**Task instructions**
1) From the post on the cassandra-ecosystem proposal, list every GitHub feature that the CEP proposes `cassandra-ecosystem` should use.
2) According to the post on the cassandra-ecosystem proposal, what name was previously floated for a new JIRA project?

**Source passage**

══════

For those of you that haven't checked out the CEP yet or followed the [DISCUSS] 
and felt pretty good about where we ended up, I took a comment re: JIRA vs. 
github from Jon Haddad and ran with it:

Link to Section 7 
<https://cwiki.apache.org/confluence/spaces/CASSANDRA/pages/435028087/CEP-63+Merge+cassandra-analytics+and+cassandra-sidecar+into+cassandra-ecosystem+and+refactor+DRAFT#CEP63%3AMergecassandraanalyticsandcassandrasidecarintocassandraecosystemandrefactor(DRAFT)-7.Issuetracking%2Cdiscussions%2Candcodereview%3AmovetoGitHub>
The exciting bits:
> This CEP *formally proposes that `cassandra-ecosystem` use GitHub Issues, 
> GitHub Discussions, and GitHub Pull Requests* as its tracker, discussion 
> forum, and code-review surface - rather than creating a new JIRA project (the 
> previously-floated `CASSECO`).

The rationale:
>  • It keeps issues, discussions, code review, and code in one place, lowering 
> friction for the external contributors and downstream consumers who already 
> interact with these projects via GitHub.

══════

**Extracted information**

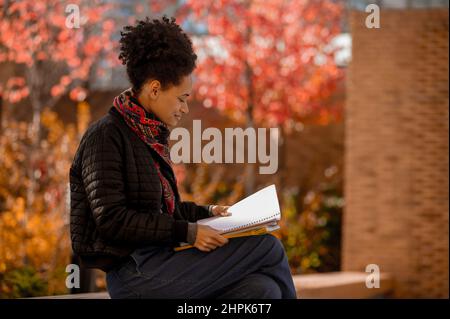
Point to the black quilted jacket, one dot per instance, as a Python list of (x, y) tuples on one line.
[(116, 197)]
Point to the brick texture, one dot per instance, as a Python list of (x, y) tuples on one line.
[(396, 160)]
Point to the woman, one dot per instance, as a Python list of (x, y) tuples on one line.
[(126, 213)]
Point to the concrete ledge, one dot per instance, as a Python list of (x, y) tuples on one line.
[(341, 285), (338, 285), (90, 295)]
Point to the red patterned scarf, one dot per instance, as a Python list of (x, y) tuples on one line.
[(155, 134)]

══════

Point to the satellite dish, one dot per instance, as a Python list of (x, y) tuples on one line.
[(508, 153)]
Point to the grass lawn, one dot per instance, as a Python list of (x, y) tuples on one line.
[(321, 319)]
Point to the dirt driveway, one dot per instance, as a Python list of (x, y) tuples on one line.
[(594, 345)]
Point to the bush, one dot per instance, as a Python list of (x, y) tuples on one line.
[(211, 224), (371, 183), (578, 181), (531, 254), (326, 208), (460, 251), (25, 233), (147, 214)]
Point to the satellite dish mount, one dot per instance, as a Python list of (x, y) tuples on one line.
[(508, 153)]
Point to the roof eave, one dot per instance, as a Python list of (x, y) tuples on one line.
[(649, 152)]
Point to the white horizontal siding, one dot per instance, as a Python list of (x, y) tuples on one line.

══════

**Outputs for the tasks**
1) GitHub Issues, GitHub Discussions, GitHub Pull Requests

2) `CASSECO`